## Required actions
#1 List every dollar amount given in the news text below about Governor Kitzhaber's proposed budget cuts.
#2 Carry the news text below about Governor Kitzhaber's proposed budget cuts further, picking up after its last sentence.

## Reading text
---+---

Gov. John Kitzhaber has been legally challenged for making $81 million in program cuts that critics say could dramatically decrease agricultural services to Hood River County.
Of local concern is Kitzhaber's intent to slash $23 million from the Oregon State University budget, which would cut funding in fiscal year 2003 by 50 percent at the Mid-Columbia Agricultural Research and Extension Center.
Clark Seavert, superintendent and economic specialist for the research center, said if Kitzhaber's plan comes to fruition it will mean a loss of about $400,000 in state dollars that will necessitate severe cutbacks in both staffing and services. In addition, Seavert said it could start a domino effect of lost funding since other federal and state matching grants would be lost.
"Our real concern is that if we take that kind of a cut, the ground that we've been trying to gain over the past few years could be gone," said Seavert.
For the last 14 years, scientists at the research center have worked closely with the local agricultural industry to improve production and find environmentally-safe methods of disease and pest control. In addition, the center studies ways to improve fruit quality during storage and marketing techniques to increase sales.
Seavert said recent technological advances gained from that research will soon make site-specific management possible and allow growers to graph the type of soil and water content on their land so that fertilizer and water amounts can be adjusted by individual plots instead of being applied uniformly. According to Seavert, those gains will help farmers streamline costs in a highly competitive market and reduce spray levels.

---+---

## Given data
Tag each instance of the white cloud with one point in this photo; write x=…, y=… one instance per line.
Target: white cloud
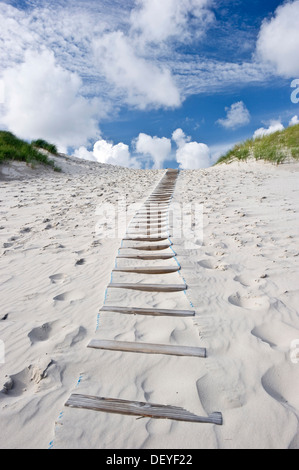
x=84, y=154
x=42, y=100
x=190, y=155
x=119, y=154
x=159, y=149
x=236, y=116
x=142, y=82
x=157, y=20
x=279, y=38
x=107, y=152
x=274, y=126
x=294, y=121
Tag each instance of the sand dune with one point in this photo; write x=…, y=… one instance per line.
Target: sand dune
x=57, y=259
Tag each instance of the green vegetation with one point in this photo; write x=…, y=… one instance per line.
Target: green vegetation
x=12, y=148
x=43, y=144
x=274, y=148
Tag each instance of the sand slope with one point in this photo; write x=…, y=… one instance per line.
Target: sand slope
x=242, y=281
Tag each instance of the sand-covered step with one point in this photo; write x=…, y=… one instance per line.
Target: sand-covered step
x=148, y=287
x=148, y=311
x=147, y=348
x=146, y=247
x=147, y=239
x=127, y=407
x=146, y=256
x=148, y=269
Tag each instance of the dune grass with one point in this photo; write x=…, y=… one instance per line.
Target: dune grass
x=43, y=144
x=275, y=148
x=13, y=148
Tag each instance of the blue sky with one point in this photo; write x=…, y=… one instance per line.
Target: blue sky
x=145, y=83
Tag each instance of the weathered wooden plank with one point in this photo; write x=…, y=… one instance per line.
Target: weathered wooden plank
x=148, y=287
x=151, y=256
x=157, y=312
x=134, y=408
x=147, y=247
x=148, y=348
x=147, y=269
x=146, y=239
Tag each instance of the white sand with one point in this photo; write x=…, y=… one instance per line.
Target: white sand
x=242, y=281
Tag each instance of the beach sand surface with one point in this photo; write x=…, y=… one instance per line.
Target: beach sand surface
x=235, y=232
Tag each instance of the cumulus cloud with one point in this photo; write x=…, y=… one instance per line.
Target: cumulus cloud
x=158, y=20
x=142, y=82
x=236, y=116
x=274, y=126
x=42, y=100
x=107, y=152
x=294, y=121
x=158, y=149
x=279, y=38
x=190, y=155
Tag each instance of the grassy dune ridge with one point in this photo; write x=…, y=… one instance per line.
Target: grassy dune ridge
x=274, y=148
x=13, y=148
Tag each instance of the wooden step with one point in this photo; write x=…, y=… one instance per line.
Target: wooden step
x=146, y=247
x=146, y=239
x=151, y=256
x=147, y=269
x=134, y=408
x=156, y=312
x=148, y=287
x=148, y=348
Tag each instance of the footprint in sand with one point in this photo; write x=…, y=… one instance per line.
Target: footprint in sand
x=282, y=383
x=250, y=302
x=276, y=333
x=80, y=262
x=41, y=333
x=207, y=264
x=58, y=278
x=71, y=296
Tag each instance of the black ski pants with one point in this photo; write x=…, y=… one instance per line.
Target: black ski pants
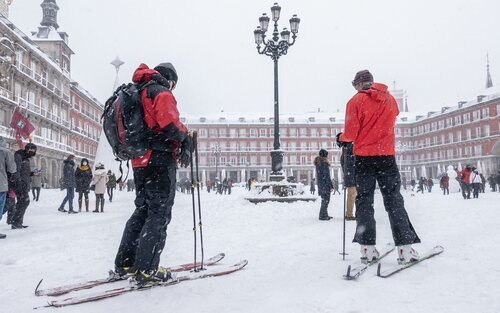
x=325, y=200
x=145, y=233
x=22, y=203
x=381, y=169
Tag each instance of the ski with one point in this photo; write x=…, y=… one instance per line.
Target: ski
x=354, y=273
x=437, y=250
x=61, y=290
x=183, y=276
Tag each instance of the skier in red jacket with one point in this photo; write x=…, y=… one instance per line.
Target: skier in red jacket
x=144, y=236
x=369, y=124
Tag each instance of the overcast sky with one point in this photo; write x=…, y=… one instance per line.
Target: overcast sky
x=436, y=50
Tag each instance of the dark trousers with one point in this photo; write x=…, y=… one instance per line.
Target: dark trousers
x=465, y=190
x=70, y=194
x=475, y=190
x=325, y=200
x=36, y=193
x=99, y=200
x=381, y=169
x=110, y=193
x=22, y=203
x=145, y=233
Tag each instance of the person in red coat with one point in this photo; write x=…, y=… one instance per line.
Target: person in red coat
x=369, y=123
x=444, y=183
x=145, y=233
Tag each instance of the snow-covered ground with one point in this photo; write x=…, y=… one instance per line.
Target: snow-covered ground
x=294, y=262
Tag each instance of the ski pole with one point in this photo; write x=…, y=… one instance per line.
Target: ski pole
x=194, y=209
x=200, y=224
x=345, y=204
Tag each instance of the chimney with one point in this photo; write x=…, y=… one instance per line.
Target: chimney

---+---

## Answers for the exercise
#1 $81 million, $23 million, $400,000

#2
Also on the chopping block at the OSU Extension Office, housed in the same complex at 3005 Experiment Station Drive, would be some staff positions and local 4-H, horticulture, economic, nutrition and community development programs.
Both Seavert and Billie Stevens, staff chair for the extension office, will be awaiting the results of a lawsuit filed this week by plaintiffs that include the Oregonians for Food and Shelter and the Oregon Health Care Association. That court action claims the governor exceeded his constitutional powers by not making across-the-board reductions in all public services instead of targeting only a few programs.
"At that point in time we're not going to project how these cuts will be taken," said Stevens.
Meanwhile, OSU administrators have told all faculty members in the agricultural sciences to prepare for both the "worst case" scenario or a smaller across-the-board reduction of between five and 10 percent. That will also bring some downsizing at the research station which currently staffs 17-full time workers and the extension office which currently has five full time and three part-time employees.
"When it all settles down and the politicking is over I think common sense will prevail and we'll end up with some cuts but not so severe they'll devastate our offices," said Seavert.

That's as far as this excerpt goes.